[Goal]: Extract every line below, verbatim.
>> BEGIN
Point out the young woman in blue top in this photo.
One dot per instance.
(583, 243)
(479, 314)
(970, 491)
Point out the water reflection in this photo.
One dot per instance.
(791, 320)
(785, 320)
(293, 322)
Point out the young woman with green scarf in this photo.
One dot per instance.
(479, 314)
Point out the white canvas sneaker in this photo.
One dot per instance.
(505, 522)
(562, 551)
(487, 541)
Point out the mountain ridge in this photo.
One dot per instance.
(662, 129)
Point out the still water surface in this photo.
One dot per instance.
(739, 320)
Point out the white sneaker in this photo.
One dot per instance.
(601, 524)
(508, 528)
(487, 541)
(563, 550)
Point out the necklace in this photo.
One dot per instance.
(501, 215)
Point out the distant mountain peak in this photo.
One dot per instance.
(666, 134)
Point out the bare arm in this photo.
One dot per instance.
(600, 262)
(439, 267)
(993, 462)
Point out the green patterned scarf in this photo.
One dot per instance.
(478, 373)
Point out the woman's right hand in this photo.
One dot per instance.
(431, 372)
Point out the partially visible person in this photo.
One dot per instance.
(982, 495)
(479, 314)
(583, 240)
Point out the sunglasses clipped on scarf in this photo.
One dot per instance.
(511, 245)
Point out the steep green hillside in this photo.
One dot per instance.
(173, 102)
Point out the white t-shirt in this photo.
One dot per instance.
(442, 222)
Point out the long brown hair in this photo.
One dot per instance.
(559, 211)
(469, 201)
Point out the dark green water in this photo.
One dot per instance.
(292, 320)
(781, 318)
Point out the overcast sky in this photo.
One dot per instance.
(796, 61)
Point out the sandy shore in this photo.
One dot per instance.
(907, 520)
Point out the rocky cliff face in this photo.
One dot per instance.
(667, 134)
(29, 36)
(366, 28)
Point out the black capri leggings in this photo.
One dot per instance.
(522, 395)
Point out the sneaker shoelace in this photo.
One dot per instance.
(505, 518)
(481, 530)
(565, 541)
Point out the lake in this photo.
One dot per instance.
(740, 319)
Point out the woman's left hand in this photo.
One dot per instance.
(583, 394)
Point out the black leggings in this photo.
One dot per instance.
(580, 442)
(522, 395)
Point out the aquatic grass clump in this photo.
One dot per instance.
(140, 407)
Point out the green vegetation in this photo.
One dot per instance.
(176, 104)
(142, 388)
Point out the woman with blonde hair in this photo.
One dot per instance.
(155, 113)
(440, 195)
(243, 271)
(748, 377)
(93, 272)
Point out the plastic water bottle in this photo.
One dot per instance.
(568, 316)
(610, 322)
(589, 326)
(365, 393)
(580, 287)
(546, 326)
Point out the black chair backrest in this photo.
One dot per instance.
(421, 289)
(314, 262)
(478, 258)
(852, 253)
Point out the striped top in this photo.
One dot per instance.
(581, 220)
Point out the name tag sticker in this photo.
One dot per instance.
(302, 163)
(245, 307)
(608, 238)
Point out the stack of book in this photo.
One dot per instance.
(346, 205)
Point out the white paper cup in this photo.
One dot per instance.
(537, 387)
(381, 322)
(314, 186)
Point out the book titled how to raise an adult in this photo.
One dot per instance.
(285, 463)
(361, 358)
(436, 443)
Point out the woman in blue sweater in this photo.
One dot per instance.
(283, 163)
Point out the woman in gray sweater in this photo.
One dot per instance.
>> END
[Written response]:
Point out the young woman in blue top in this photo.
One dot per instance.
(583, 243)
(479, 314)
(970, 491)
Point out the water reflection in this photo.
One dot per instance.
(791, 320)
(785, 320)
(293, 322)
Point out the young woman with green scarf in this photo.
One dot per instance.
(479, 314)
Point out the white canvas sneaker in this photo.
One dot per instance.
(505, 522)
(562, 551)
(487, 541)
Point out the mountain ridge in this photo.
One dot per instance.
(662, 129)
Point out the still water surface in this photo.
One dot per instance.
(739, 320)
Point out the white sneaker in this photo.
One dot per instance.
(601, 524)
(508, 528)
(487, 541)
(563, 550)
Point out the necklace in this photo.
One dot per instance.
(501, 215)
Point out the distant mountain peak in this photo.
One dot per instance.
(666, 134)
Point out the bare arm in this photo.
One dot per instance.
(600, 262)
(439, 267)
(993, 462)
Point out the green patterned scarf in this photo.
One dot per instance.
(478, 373)
Point out the woman's right hand in this photo.
One dot per instance.
(431, 372)
Point out the partially visible person in this photo.
One dot per instance.
(982, 495)
(479, 314)
(583, 240)
Point out the sunglasses clipped on scarf in this photo.
One dot per instance.
(511, 245)
Point out the steep green hillside in this photo.
One dot per instance.
(173, 102)
Point out the white t-shirt in this photo.
One dot per instance.
(442, 222)
Point out the long brown hair in this photo.
One dot per instance.
(559, 211)
(469, 201)
Point out the dark green water in this photo.
One dot per instance.
(292, 320)
(781, 318)
Point out the overcast sky in this photo.
One dot per instance.
(796, 61)
Point out the sandy shore in this photo.
One dot per instance.
(907, 520)
Point out the rocky cliff face in this photo.
One dot per instance.
(667, 134)
(29, 36)
(366, 28)
Point out the black capri leggings in this photo.
One dot per instance.
(522, 395)
Point out the sneaker shoelace in this photo.
One dot per instance.
(505, 518)
(481, 530)
(565, 541)
Point out the lake in this photo.
One dot per instance.
(740, 319)
Point out the woman's left hand in this photo.
One dot per instance.
(583, 394)
Point out the black leggings in this photo.
One dot per instance.
(580, 442)
(522, 395)
Point out the aquatic grass clump in this photo.
One dot per instance.
(140, 407)
Point out the green vegetation in this photo.
One dot per instance.
(176, 104)
(142, 388)
Point out the woman with blonde hair in this photo.
One dot per instance.
(155, 113)
(440, 195)
(243, 271)
(748, 377)
(93, 272)
Point out the plastic water bottle in this photo.
One dot per instance.
(568, 316)
(610, 322)
(589, 326)
(365, 393)
(580, 287)
(546, 326)
Point out the black chair backrest in this photo.
One dot per instance.
(421, 289)
(314, 262)
(478, 258)
(852, 253)
Point out the striped top in this photo.
One dot per instance.
(581, 220)
Point out the name tag sticker in this photo.
One dot per instance.
(302, 163)
(245, 307)
(608, 238)
Point out the stack of book in this photo.
One dot per instance.
(346, 205)
Point out the white paper cup in this photo.
One dot per instance.
(537, 387)
(381, 322)
(314, 186)
Point out the book titled how to raise an adult in this photo.
One dot per instance.
(285, 463)
(361, 358)
(436, 443)
Point out the woman in blue sweater in this photo.
One dot per instance.
(283, 163)
Point out the woman in gray sweater in this photo.
One dot per instance.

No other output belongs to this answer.